(THE TASK) Return the exact lines spanning from the line with "Put one marker on each instance of the handbag" through the last line of the entries, boundaries included, and no others.

(PROVIDED MATERIAL)

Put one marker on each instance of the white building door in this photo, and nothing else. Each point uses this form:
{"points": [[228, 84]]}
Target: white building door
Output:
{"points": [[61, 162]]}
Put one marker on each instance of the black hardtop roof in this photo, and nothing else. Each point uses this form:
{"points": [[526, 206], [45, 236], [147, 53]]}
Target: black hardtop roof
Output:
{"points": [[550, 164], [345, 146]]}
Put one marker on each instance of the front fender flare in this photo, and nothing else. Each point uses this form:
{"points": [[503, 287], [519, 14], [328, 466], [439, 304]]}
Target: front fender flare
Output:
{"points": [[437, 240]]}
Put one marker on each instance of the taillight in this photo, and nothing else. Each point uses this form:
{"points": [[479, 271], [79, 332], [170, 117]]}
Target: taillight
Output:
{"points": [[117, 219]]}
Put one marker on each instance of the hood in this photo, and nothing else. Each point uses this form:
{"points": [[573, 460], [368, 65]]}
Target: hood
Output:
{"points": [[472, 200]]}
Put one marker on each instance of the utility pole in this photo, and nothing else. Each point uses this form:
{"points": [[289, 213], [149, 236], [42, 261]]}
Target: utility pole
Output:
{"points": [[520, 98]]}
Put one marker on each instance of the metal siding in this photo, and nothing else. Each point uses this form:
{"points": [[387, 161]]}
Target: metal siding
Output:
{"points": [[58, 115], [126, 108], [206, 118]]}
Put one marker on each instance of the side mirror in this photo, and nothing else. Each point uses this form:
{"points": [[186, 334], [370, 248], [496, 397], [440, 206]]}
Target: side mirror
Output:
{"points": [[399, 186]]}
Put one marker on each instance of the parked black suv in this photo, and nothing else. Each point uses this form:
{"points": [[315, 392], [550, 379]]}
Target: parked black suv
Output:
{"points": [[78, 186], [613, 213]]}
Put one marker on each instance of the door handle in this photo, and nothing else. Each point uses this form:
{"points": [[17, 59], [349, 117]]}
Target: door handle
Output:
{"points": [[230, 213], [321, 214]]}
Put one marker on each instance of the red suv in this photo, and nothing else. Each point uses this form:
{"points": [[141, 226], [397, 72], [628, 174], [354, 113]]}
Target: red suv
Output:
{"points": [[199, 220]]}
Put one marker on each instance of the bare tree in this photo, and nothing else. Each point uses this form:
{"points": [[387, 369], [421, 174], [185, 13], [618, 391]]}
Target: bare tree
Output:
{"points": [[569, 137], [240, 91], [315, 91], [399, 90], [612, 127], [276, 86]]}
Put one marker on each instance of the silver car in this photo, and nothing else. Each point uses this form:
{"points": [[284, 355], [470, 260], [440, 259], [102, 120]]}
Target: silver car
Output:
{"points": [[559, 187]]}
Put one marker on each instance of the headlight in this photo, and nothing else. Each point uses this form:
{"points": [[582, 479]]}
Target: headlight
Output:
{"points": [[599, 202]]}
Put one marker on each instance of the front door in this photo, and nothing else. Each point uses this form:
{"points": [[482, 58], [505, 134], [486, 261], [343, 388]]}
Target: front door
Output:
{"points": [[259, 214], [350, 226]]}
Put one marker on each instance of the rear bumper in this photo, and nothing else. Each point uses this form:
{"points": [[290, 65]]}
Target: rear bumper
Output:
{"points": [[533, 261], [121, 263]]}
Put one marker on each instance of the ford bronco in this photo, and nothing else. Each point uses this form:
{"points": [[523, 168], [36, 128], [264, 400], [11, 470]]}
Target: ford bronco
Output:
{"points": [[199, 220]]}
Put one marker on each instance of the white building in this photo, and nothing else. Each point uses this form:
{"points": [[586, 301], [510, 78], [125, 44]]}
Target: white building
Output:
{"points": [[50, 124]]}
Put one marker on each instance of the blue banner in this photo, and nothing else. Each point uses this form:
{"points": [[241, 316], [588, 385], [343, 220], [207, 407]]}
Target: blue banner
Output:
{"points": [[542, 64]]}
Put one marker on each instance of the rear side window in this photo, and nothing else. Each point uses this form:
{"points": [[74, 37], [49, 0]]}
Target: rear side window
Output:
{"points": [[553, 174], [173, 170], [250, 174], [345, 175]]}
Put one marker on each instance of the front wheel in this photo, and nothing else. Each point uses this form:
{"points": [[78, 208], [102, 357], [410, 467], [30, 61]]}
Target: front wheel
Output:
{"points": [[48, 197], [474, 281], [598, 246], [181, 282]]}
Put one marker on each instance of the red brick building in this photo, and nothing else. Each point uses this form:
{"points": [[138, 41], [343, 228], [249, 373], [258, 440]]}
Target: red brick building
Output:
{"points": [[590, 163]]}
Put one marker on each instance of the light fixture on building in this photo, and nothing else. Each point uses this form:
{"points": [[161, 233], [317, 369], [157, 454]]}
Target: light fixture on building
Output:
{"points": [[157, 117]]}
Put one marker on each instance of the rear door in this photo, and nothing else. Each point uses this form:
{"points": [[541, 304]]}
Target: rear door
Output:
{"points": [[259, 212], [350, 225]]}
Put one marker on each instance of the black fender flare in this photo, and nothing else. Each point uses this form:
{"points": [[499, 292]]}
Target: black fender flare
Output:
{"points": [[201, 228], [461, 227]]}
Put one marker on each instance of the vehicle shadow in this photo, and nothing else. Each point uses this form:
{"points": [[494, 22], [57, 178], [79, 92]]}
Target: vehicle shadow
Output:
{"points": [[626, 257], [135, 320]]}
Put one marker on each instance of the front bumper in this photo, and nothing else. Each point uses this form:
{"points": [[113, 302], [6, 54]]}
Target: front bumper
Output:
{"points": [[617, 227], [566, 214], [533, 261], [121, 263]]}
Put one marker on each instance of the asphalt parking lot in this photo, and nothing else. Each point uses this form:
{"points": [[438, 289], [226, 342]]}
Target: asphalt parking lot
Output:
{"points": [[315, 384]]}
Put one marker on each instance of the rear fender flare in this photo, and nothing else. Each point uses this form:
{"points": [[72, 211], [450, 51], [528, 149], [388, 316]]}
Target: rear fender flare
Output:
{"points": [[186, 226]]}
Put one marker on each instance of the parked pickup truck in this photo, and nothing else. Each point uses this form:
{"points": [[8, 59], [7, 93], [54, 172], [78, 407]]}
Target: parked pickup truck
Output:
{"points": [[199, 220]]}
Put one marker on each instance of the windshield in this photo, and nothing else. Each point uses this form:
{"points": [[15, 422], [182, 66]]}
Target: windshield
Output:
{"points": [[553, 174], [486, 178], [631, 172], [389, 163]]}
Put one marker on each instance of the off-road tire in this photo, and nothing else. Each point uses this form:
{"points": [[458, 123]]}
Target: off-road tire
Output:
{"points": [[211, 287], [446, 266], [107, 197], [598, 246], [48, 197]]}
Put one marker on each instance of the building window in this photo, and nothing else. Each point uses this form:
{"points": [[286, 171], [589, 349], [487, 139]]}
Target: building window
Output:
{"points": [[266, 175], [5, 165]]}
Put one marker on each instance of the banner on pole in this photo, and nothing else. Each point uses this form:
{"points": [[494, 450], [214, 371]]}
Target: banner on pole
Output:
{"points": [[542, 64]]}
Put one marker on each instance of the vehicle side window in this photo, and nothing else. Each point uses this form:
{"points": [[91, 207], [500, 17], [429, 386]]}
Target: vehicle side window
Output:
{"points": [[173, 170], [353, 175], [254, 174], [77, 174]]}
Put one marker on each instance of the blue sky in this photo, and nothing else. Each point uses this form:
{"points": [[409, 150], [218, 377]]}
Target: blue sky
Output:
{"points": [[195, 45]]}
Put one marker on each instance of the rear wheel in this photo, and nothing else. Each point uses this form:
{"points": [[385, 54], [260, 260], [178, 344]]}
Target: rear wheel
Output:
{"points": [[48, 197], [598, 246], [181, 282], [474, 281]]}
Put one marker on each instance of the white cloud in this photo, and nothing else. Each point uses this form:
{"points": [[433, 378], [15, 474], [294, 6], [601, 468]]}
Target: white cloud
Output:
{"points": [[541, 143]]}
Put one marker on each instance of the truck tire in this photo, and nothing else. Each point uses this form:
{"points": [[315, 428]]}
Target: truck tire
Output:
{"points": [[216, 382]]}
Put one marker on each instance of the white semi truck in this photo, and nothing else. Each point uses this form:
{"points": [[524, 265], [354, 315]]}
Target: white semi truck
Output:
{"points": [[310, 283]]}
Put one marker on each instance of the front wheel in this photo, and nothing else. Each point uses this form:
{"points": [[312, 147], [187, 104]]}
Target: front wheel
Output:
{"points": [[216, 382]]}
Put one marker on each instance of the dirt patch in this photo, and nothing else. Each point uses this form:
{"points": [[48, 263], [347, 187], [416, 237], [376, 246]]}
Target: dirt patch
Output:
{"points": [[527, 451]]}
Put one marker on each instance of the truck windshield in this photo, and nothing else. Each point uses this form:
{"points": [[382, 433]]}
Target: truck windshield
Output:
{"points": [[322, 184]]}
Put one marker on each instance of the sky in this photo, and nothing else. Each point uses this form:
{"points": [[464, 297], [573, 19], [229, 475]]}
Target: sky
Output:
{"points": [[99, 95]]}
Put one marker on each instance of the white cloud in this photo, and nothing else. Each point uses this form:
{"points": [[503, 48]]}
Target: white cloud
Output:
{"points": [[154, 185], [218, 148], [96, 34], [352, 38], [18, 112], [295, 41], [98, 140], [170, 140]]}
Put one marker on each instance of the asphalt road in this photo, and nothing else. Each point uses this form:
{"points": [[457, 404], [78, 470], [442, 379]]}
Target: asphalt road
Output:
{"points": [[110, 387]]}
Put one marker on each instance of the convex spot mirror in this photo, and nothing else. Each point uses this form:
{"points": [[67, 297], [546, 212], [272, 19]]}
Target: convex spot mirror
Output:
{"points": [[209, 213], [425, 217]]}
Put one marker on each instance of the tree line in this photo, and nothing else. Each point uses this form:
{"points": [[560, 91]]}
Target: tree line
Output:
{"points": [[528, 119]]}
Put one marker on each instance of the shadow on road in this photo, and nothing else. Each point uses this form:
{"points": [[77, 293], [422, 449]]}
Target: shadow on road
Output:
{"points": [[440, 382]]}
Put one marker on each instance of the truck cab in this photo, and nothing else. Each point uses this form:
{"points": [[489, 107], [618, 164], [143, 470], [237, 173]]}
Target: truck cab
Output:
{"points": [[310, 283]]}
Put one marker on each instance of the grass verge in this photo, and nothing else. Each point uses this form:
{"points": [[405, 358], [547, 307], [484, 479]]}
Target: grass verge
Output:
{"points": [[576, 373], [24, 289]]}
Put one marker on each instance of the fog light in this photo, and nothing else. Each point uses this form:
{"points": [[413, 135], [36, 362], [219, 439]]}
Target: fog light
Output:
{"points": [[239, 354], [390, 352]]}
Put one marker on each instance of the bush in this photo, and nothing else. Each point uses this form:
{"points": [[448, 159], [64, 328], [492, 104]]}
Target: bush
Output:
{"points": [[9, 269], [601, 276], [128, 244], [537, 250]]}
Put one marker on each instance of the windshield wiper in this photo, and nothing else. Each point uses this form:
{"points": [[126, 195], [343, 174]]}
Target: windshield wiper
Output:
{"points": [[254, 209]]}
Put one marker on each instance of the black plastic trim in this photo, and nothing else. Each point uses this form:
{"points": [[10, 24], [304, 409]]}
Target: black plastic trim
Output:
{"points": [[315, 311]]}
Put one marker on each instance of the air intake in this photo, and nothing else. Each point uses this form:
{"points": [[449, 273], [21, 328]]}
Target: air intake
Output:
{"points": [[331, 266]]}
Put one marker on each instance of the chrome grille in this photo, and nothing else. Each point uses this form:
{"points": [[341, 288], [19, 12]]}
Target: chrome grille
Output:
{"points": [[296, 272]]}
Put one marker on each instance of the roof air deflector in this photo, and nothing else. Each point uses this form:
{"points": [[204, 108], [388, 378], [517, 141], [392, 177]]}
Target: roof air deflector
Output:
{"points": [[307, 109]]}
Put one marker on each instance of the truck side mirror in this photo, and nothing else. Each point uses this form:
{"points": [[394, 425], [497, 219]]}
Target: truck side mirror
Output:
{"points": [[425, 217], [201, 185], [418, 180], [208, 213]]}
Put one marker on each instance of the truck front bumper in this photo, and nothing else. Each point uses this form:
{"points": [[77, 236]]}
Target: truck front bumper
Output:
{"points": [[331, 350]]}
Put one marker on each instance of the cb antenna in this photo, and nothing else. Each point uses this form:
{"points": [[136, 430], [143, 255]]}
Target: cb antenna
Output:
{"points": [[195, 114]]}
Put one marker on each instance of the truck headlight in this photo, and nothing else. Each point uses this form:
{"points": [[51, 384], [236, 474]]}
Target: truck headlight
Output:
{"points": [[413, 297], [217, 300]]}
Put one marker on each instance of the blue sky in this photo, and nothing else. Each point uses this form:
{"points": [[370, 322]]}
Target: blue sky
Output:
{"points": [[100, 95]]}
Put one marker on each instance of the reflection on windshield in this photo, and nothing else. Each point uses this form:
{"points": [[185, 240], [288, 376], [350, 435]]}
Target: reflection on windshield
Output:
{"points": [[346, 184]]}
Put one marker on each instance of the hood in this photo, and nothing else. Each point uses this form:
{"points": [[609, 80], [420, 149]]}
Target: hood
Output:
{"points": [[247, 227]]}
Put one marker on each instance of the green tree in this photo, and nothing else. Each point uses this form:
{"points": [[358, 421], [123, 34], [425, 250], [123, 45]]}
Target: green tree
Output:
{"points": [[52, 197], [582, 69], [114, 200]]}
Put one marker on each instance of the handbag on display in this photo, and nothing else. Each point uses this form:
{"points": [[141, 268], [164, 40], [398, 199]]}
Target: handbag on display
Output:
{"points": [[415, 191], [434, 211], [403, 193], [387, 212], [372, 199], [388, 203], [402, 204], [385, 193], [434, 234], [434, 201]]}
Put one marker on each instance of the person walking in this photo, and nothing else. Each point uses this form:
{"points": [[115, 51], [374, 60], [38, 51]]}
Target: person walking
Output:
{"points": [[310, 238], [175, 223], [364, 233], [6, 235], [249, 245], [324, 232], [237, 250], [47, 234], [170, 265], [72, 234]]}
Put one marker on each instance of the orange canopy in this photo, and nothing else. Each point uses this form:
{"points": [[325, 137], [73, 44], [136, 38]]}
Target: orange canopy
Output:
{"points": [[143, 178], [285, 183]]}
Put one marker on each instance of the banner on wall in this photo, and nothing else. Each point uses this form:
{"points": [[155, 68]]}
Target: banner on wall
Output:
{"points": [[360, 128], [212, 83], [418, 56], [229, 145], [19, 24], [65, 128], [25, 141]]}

(RESULT)
Put one marker on each instance of the handbag on display in this photo, and nothing else. Each point uses this form:
{"points": [[141, 268], [164, 40], [398, 199]]}
Target: handbag on display
Output:
{"points": [[415, 191], [434, 211], [403, 193], [387, 212], [372, 199], [388, 203], [402, 204], [385, 193], [434, 234], [434, 201]]}
Put one marker on each instance of the person walking in this photo, and nothing else. Each point uses this form:
{"points": [[115, 51], [374, 60], [38, 51]]}
Target: person walking
Output:
{"points": [[310, 238], [175, 223], [364, 233], [6, 235], [249, 245], [324, 232], [237, 250], [47, 234], [170, 265], [72, 234]]}
Put one marker on each instance of the orange canopy in this photo, and nothing else. Each point uses this form:
{"points": [[325, 137], [73, 44], [136, 38]]}
Target: orange canopy
Output:
{"points": [[143, 178], [285, 183]]}
Put one marker on each instance of the banner on wall in this photo, and nothing else. Each point uses this form:
{"points": [[155, 68]]}
Target: banner on wall
Output:
{"points": [[360, 128], [212, 83], [418, 56], [229, 145], [19, 24], [65, 128], [25, 141]]}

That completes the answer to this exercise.